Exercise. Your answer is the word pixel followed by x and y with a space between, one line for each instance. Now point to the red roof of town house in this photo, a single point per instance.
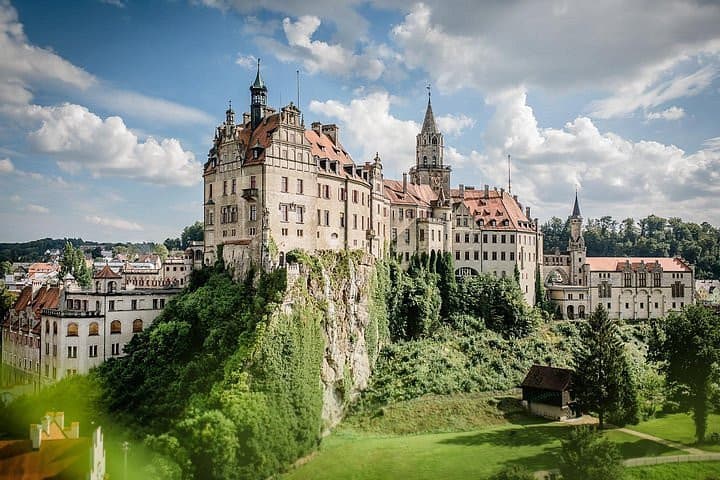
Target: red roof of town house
pixel 107 273
pixel 617 264
pixel 498 207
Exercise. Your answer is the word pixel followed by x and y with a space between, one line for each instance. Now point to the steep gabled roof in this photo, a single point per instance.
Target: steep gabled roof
pixel 548 378
pixel 107 273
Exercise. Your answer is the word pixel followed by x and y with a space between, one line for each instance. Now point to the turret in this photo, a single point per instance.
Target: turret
pixel 258 99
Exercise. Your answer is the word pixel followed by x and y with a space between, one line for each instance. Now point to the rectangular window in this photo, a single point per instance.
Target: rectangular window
pixel 283 212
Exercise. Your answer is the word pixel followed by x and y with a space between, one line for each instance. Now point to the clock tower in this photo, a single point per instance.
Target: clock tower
pixel 429 167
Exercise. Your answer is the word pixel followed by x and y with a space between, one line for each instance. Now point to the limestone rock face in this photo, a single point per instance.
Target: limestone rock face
pixel 342 288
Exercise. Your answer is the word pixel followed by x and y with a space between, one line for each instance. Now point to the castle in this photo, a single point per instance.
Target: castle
pixel 271 186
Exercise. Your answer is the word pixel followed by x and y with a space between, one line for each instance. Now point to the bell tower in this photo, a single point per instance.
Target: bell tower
pixel 429 166
pixel 258 99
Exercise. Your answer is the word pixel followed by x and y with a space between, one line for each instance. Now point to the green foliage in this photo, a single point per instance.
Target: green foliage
pixel 649 236
pixel 603 382
pixel 586 455
pixel 464 357
pixel 499 302
pixel 73 262
pixel 688 345
pixel 513 472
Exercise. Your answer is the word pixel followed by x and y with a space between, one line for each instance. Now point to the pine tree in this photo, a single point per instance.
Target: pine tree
pixel 600 364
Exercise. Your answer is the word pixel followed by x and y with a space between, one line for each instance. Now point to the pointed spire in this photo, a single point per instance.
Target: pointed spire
pixel 576 207
pixel 258 83
pixel 429 122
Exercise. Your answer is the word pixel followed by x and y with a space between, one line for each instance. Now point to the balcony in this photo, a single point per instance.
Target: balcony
pixel 250 193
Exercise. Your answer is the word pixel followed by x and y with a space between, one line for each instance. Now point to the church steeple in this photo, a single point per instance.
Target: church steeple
pixel 258 99
pixel 429 122
pixel 576 208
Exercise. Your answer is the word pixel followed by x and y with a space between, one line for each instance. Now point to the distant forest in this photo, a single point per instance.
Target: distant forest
pixel 652 236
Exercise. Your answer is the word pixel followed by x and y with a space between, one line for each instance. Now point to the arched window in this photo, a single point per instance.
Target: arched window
pixel 72 330
pixel 115 326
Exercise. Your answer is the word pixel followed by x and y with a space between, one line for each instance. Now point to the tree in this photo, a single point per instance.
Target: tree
pixel 161 250
pixel 586 455
pixel 688 344
pixel 192 233
pixel 602 379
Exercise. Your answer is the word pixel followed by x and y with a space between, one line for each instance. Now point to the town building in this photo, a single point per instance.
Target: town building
pixel 54 451
pixel 61 330
pixel 629 288
pixel 272 186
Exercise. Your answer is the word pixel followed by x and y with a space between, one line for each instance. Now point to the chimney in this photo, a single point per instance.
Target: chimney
pixel 59 418
pixel 74 430
pixel 46 424
pixel 331 131
pixel 36 435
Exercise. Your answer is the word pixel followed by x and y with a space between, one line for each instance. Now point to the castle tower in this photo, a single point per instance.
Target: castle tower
pixel 429 166
pixel 258 99
pixel 576 246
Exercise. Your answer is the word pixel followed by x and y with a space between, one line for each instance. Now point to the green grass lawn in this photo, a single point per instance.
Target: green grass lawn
pixel 469 455
pixel 673 471
pixel 679 427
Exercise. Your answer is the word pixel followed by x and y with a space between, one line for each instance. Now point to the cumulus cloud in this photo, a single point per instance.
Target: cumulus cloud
pixel 454 124
pixel 6 165
pixel 319 56
pixel 616 175
pixel 32 208
pixel 116 223
pixel 607 45
pixel 672 113
pixel 79 139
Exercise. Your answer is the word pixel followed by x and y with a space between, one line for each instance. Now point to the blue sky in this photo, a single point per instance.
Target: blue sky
pixel 107 108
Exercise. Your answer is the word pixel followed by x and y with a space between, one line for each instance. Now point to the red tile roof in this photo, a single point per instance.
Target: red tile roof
pixel 616 264
pixel 56 459
pixel 418 195
pixel 107 273
pixel 497 206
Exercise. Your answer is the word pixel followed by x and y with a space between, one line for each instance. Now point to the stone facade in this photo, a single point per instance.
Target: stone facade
pixel 271 186
pixel 628 288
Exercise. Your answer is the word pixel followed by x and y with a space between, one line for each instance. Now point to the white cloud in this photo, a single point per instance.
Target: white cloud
pixel 246 61
pixel 672 113
pixel 318 56
pixel 80 139
pixel 116 223
pixel 6 166
pixel 367 126
pixel 32 208
pixel 605 45
pixel 616 175
pixel 454 124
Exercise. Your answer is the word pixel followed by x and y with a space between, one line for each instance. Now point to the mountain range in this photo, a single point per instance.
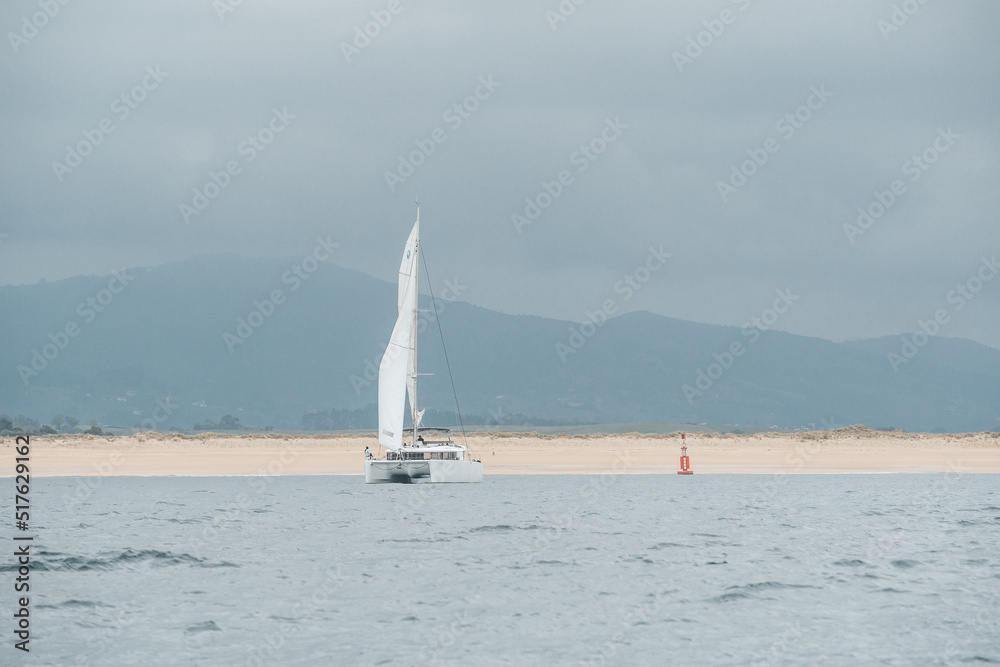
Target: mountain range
pixel 269 340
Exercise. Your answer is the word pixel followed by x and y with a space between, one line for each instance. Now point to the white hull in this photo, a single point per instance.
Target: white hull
pixel 381 472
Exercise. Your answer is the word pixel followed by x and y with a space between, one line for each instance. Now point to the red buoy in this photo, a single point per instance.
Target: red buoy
pixel 685 461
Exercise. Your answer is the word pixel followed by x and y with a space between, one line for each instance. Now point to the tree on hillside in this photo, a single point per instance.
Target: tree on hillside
pixel 65 424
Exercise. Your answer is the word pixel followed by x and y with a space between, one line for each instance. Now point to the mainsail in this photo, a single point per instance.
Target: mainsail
pixel 397 373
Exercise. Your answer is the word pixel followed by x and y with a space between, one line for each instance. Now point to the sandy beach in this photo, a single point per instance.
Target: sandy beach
pixel 848 450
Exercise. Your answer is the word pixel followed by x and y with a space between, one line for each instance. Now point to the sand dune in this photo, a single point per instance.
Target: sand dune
pixel 852 449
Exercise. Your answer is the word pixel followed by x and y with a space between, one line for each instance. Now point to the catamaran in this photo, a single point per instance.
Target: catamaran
pixel 419 453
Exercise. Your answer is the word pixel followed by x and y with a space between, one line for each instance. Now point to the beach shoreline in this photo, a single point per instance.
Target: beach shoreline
pixel 848 450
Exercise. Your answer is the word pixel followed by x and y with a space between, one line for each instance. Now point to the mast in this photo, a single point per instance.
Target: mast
pixel 414 413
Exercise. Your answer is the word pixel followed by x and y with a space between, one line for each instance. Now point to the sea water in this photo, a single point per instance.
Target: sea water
pixel 518 570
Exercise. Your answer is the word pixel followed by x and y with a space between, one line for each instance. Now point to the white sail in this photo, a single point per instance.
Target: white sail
pixel 396 373
pixel 409 269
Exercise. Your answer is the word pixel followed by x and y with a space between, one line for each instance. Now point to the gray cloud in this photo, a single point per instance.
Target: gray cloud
pixel 655 185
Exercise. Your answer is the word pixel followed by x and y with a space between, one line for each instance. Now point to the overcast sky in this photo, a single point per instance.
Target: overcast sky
pixel 198 82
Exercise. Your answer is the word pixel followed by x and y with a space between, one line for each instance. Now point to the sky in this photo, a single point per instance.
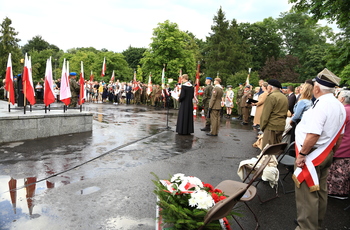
━━━━━━━━━━━━━━━━
WHAT IS BEING ASKED ▸ Write out the records again from the line with "to the mountain" up to and including the line with "pixel 381 472", keeping the requests unchanged and scaling every coordinate in the answers by 0.95, rounded to whole numbers with halves going up. Leave the pictures out of your answer.

THE SOLUTION ▸
Exercise. Your answer is the word pixel followed by x and y with a space between, one line for each instance. Now point to the mountain range in this photo, a single point per instance.
Target: mountain range
pixel 256 323
Exercise. Your answer is the word pixel followed by x and y with a space between, one line for each instance. Now point to the white hull in this photo, a single point per instance.
Target: white hull
pixel 362 448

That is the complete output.